• _TEXT TO READ_:
Assemblée de la bande ou référendum

 

(2) Lorsqu’une majorité des électeurs d’une bande n’ont pas voté à une assemblée convoquée, ou à un référendum tenu, selon le paragraphe (1), le ministre peut, si la proposition de cession à titre absolu ou de désignation a reçu l’assentiment de la majorité des électeurs qui ont voté, convoquer une autre assemblée en en donnant un avis de trente jours, ou faire tenir un autre référendum comme le prévoient les règlements.

 

 

[45]           The meaning of the terms “surrenders and designations” can be gleaned by reading subsections 37(1) and (2); 38(1) and (2) of the Indian Act, in conjunction with the definition of “surrendered lands” in subsection 2(1) of the Act. In short, surrenders and designations are special forms of transfer of reserve lands or interests to the Crown, usually as a precursor to the management, sale or lease of those lands for the benefit of those involved.

 

[46]           Despite the insistence of the Applicants to the contrary, there is no legal foundation advanced by the Applicants for suggesting that the Settlement Agreement, being a simple settlement for money damages, amounts to a surrender or designation, or is even analogous to those forms of transfer.

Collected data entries
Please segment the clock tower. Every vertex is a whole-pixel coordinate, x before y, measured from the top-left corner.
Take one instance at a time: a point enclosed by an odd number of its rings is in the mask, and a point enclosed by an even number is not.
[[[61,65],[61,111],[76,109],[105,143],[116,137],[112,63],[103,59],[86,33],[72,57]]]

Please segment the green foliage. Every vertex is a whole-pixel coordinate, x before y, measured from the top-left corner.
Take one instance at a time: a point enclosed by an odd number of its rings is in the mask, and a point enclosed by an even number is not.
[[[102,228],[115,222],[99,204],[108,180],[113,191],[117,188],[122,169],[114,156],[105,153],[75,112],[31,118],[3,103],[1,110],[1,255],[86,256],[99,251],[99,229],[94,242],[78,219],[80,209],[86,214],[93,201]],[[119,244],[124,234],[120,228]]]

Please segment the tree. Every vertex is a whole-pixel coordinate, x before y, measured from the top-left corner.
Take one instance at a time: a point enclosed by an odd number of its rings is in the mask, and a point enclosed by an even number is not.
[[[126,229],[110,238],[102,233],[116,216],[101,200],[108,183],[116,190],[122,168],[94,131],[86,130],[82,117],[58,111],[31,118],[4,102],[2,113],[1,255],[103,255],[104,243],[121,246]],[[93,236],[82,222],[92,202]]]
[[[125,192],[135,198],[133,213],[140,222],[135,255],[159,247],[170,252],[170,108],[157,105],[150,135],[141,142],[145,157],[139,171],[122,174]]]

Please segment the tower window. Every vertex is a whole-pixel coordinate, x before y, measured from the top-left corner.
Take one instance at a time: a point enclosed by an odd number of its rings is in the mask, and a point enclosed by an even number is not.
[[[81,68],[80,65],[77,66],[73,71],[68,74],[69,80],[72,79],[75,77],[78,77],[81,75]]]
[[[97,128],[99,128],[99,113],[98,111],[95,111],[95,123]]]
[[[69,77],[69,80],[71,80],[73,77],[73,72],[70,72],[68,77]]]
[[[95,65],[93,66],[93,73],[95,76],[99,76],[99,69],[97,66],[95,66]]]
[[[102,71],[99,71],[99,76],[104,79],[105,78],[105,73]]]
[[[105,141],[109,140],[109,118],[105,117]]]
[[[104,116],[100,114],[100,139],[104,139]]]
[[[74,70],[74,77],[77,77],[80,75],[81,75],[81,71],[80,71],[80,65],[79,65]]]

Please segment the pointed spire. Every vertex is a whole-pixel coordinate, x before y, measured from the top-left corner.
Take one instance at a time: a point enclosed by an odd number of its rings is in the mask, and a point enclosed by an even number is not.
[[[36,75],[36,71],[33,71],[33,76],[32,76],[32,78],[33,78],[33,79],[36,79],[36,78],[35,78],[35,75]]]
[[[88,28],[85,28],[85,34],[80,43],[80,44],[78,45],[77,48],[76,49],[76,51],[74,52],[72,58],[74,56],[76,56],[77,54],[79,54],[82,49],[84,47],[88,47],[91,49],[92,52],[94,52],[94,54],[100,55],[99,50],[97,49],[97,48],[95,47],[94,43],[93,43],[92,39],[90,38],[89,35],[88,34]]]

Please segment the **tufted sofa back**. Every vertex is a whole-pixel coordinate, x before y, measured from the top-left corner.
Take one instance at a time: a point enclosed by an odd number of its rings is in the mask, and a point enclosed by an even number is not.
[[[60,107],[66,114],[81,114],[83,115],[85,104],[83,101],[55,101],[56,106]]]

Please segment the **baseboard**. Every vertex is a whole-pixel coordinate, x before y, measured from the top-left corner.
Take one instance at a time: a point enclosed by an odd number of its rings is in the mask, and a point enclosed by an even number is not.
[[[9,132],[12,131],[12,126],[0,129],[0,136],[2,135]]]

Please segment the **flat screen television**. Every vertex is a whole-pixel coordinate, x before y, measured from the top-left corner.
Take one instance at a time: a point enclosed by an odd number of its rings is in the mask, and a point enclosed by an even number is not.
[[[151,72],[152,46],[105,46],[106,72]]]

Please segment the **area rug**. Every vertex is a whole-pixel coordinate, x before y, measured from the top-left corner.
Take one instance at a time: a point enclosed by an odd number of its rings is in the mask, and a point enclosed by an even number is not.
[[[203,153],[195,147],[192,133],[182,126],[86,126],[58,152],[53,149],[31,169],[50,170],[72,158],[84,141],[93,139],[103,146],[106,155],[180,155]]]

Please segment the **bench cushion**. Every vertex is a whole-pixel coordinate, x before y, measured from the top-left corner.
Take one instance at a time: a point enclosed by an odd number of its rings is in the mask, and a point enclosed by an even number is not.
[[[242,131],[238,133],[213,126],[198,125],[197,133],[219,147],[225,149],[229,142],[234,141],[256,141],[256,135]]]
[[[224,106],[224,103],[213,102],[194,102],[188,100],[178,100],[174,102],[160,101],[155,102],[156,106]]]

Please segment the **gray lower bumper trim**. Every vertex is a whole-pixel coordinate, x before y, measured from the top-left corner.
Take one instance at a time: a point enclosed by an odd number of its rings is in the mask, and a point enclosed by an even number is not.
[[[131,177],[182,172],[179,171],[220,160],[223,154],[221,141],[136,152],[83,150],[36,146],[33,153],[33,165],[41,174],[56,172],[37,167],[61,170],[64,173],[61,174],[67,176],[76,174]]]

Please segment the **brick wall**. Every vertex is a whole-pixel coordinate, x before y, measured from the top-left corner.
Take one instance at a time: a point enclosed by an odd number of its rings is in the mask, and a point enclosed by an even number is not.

• _TASK LIST_:
1. From the legal excerpt on surrenders and designations, translate this sentence into French: "In short, surrenders and designations are special forms of transfer of reserve lands or interests to the Crown, usually as a precursor to the management, sale or lease of those lands for the benefit of those involved."
2. Locate each line of the records that contains the string "tower" and copy those lines out in full.
The text and the records come from separate sources.

• _ANSWERS IN ORDER_:
1. Bref, les cessions et les désignations sont des formes particulières de transfert de terres de réserve ou de droits à la Couronne, habituellement en prélude à la gestion, à la vente ou à la location de ces terres au profit des personnes concernées.

2.
Please segment the clock tower. Every vertex is a whole-pixel coordinate, x before y, measured from the top-left corner.
Please segment the tower window. Every vertex is a whole-pixel coordinate, x before y, measured from the top-left corner.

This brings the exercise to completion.